## Instruções
1. Reescreva o trecho do artigo sobre cotas que começa com as palavras que contêm "15 de agosto" e termina com "da proposta legislativa.". No trecho, troque "universidades federais" por "universidades estaduais".
2. Conte quantas linhas dos registros trazem a palavra "white" e informe apenas esse número.
╭─ Texto para leitura
15 de agosto de 2012 |
N° 17162
ARTIGOS - Sebastião Ventura
Pereira da Paixão Jr.*
Cotas ao vento
O Senado aprovou no dia 7 de
agosto projeto de lei que determina a reserva de “no mínimo 50% (cinquenta por
cento)” das vagas nas universidades federais para alunos que cursaram o Ensino
Médio integralmente em escolas públicas.
Para tanto, foi estabelecido um
critério misto, dividido em quesitos ligados à renda familiar (igual ou
inferior a 1,5 salário mínimo per capita) e outro racial, vindo a beneficiar
negros, pardos e indígenas. O projeto será agora enviado para a sanção da
presidente, que, segundo consta, é uma entusiasta da proposta legislativa.
Aliás, o entusiasmo de alguns
chegou às raias da cegueira ideológica. Conforme matéria veiculada em
importante folha paulista, afirmou o senador Paulo Paim: “Não é justo que o preto
e pobre trabalhe de dia para pagar a universidade e estudar à noite enquanto o
branco descansa o dia todo”.
Ora, o ilustre representante
gaúcho deve ver a realidade com apenas um óculo de lente monocromática. A
assertiva senatorial, além de revelar sinais de perigosa e alva discriminação,
fecha os olhos para o fato de que, no Brasil multirracial, muitos pobres são
brancos que também trabalham de dia para pagar suas obrigações e, ainda,
estudar à noite. O registro, embora coberto por negras nuvens divorcistas, não
poderia passar em branco no azul do céu da nação.
╰─
╭─ Dados do exercício
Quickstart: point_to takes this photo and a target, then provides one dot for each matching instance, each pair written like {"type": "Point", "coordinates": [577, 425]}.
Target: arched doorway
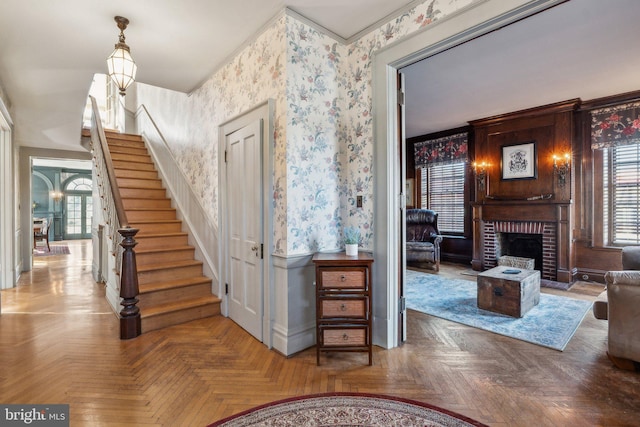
{"type": "Point", "coordinates": [78, 208]}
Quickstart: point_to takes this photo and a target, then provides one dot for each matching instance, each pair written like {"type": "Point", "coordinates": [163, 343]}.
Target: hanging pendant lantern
{"type": "Point", "coordinates": [122, 67]}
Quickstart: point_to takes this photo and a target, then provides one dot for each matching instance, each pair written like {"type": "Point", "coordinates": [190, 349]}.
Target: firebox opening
{"type": "Point", "coordinates": [521, 245]}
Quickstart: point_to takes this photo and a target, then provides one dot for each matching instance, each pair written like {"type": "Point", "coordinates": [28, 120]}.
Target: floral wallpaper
{"type": "Point", "coordinates": [323, 126]}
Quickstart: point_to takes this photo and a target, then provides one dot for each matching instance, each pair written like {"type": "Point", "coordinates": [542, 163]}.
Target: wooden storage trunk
{"type": "Point", "coordinates": [510, 294]}
{"type": "Point", "coordinates": [517, 262]}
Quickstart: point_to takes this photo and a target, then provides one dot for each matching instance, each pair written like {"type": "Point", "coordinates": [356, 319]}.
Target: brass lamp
{"type": "Point", "coordinates": [122, 67]}
{"type": "Point", "coordinates": [480, 170]}
{"type": "Point", "coordinates": [561, 167]}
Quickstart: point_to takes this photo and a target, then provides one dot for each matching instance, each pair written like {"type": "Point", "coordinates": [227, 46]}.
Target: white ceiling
{"type": "Point", "coordinates": [49, 51]}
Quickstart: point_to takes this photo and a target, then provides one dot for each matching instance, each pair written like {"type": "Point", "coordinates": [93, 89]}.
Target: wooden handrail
{"type": "Point", "coordinates": [123, 241]}
{"type": "Point", "coordinates": [111, 174]}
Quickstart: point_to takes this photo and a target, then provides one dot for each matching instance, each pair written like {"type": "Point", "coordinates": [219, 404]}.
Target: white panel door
{"type": "Point", "coordinates": [244, 184]}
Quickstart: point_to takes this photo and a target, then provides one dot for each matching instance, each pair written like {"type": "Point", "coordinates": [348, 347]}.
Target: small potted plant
{"type": "Point", "coordinates": [351, 240]}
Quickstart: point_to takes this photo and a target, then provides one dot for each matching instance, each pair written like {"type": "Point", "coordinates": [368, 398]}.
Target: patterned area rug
{"type": "Point", "coordinates": [551, 323]}
{"type": "Point", "coordinates": [55, 250]}
{"type": "Point", "coordinates": [347, 409]}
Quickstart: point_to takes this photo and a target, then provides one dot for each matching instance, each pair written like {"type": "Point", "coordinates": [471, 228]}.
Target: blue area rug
{"type": "Point", "coordinates": [551, 323]}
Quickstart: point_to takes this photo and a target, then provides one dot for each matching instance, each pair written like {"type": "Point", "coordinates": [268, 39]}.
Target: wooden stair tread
{"type": "Point", "coordinates": [165, 249]}
{"type": "Point", "coordinates": [154, 222]}
{"type": "Point", "coordinates": [172, 290]}
{"type": "Point", "coordinates": [150, 210]}
{"type": "Point", "coordinates": [172, 234]}
{"type": "Point", "coordinates": [168, 265]}
{"type": "Point", "coordinates": [173, 284]}
{"type": "Point", "coordinates": [142, 197]}
{"type": "Point", "coordinates": [178, 305]}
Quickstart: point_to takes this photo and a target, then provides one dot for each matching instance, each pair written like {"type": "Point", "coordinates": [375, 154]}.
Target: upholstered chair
{"type": "Point", "coordinates": [423, 237]}
{"type": "Point", "coordinates": [621, 308]}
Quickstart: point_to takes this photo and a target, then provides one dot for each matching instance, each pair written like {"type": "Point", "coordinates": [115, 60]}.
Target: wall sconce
{"type": "Point", "coordinates": [480, 169]}
{"type": "Point", "coordinates": [56, 196]}
{"type": "Point", "coordinates": [561, 167]}
{"type": "Point", "coordinates": [122, 67]}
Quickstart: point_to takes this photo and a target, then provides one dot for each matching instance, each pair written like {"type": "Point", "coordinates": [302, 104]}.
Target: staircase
{"type": "Point", "coordinates": [172, 286]}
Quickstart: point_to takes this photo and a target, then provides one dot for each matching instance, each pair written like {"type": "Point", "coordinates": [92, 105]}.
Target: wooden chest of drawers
{"type": "Point", "coordinates": [343, 303]}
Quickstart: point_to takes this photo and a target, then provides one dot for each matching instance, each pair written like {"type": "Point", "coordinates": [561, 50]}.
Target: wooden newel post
{"type": "Point", "coordinates": [130, 315]}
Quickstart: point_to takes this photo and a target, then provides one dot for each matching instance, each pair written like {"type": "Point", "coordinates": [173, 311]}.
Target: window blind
{"type": "Point", "coordinates": [623, 194]}
{"type": "Point", "coordinates": [443, 191]}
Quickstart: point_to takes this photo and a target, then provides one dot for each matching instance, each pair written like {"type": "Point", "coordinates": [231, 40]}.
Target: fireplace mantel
{"type": "Point", "coordinates": [558, 235]}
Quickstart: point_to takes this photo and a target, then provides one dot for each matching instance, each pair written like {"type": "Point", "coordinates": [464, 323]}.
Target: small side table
{"type": "Point", "coordinates": [343, 303]}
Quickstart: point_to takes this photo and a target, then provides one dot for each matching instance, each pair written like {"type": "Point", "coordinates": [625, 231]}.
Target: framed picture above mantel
{"type": "Point", "coordinates": [519, 161]}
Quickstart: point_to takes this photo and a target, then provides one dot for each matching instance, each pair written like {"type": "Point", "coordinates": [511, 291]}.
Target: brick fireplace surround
{"type": "Point", "coordinates": [490, 232]}
{"type": "Point", "coordinates": [551, 220]}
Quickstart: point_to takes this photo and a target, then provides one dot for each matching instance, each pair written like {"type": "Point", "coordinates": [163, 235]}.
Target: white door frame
{"type": "Point", "coordinates": [264, 111]}
{"type": "Point", "coordinates": [8, 274]}
{"type": "Point", "coordinates": [470, 22]}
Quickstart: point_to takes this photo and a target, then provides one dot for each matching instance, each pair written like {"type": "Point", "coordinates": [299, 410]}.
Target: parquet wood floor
{"type": "Point", "coordinates": [59, 344]}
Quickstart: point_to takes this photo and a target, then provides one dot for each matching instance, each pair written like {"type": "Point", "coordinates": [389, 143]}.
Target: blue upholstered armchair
{"type": "Point", "coordinates": [423, 238]}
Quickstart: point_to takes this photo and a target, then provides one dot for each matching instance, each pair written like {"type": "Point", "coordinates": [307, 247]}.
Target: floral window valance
{"type": "Point", "coordinates": [448, 149]}
{"type": "Point", "coordinates": [617, 125]}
╰─
## Respostas do exercício
1.
15 de agosto de 2012 |
N° 17162
ARTIGOS - Sebastião Ventura
Pereira da Paixão Jr.*
Cotas ao vento
O Senado aprovou no dia 7 de
agosto projeto de lei que determina a reserva de “no mínimo 50% (cinquenta por
cento)” das vagas nas universidades estaduais para alunos que cursaram o Ensino
Médio integralmente em escolas públicas.
Para tanto, foi estabelecido um
critério misto, dividido em quesitos ligados à renda familiar (igual ou
inferior a 1,5 salário mínimo per capita) e outro racial, vindo a beneficiar
negros, pardos e indígenas. O projeto será agora enviado para a sanção da
presidente, que, segundo consta, é uma entusiasta da proposta legislativa.

2. 3